▸ Ausgewählter Abschnitt:

'''

# Ich stell mich auch mal vor



## Der Dirk (21. Mai 2007)

Hallo zusammen
Ich möchte mich hier in dieser netten Runde auch mal vorstellen.
Ich bin der Dirk aus dem sonnigen Ruhrpott, um genau zu sein aus NRW Oberhausen.
Mein Teich ist nicht sehr groß, siehe Profil. Am schlimmsten finde ich die Uferzone mit der häßlichen Folie. Nun, das ändert sich im nächsten Jahr, dann wird vergrößert und umgebaut. 
Wenn das mit dem Umbau startet halte ich euch natürlich auf dem laufenden.

Ich versuche mal zwei Bildchen hochzuladen, mal sehen ob es klappt












Hat geklappt
Bis denn Gruss Dirk


----------



## karsten. (21. Mai 2007)

*AW: Ich stell mich auch mal vor*

Hallo

und herzlich willkommen 

Bis auf den zugegeben uncoolen Rand sieht es doch gut aus  

Einsicht ist der erste Weg zur Besserung !   

Dafür wird der Nächste            samt Ufer perfekt !  

viel Spass hier und beim Teichbau ! 

mfG


----------



## Ulumulu (21. Mai 2007)

*AW: Ich stell mich auch mal vor*

Hallo Dirk

Auch von mir ein Herzliches Willkommen hier im Forum

Ja wenn man das Ufer nicht so beachtet sieht es doch recht gut aus  

Schöne Kois hast du da  
Sind die kleineren auch Kois oder sind das Goldfische ?

Bin mal gespannt wie dein neuer Teich werden soll.
Hast du denn schon was geplant (Größe, Form, Filter usw...) oder kommt das noch?

Gruß Daniel


----------



## Der Dirk (22. Mai 2007)

*AW: Ich stell mich auch mal vor*

Hi ich nochmal
Ulumulu - Hi 
Ich habe nur 3 Koi der Rest sind Goldfische (nun, 5 Unbekannte habe ich auch noch im Teich. Keine Ahnung woher. Habe aber mal unter Einsteiger-Fragen nachgefragt) die ich aber in nächster Zeit loswerden möchte. Das habe ich mal aus meinem Profil kopiert "Er wird nächstes Jahr vergrößert auf ca. 18 m² und einer Tiefe von ca. 180 cm".
Ich möchte hoffen das mein Biotec Filter noch langt, wenn nicht baue ich mir selbst einen, hier im Forum kann man eine Menge lernen. 
Gruss Dirk


----------



## Der Dirk (14. Sep. 2008)

*AW: Ich stell mich auch mal vor*

Hallo zusammen
Jetzt ist mehr als ein Jahr um und mein Teich ist immer noch nicht größer. Habe hier fleißig mitgelesen aber nichts mehr geschrieben. Ich dachte ich schreibe erst wieder wenn ich meinen Teich vergrößert habe.

'''

▸ Bereitgestellte Angaben:
'''

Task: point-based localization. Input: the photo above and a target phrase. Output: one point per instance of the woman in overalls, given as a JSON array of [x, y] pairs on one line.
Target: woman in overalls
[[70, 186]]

'''

▸ Zu erledigen:
**a)** Gib aus dem Forumsthread zum Teich den Abschnitt von "Ja wenn man" bis einschließlich "Teich werden soll." wortgetreu wieder.
**b)** Auf welche Fläche und welche Tiefe soll der Teich laut dem Forumsthread zum Teich vergrößert werden?
Die Auflistung spielt hierfür keine Rolle.

▸ Die Ergebnisse:
**a)**
Ja wenn man das Ufer nicht so beachtet sieht es doch recht gut aus  

Schöne Kois hast du da  
Sind die kleineren auch Kois oder sind das Goldfische ?

Bin mal gespannt wie dein neuer Teich werden soll.

**b)** Auf ca. 18 m² und eine Tiefe von ca. 180 cm.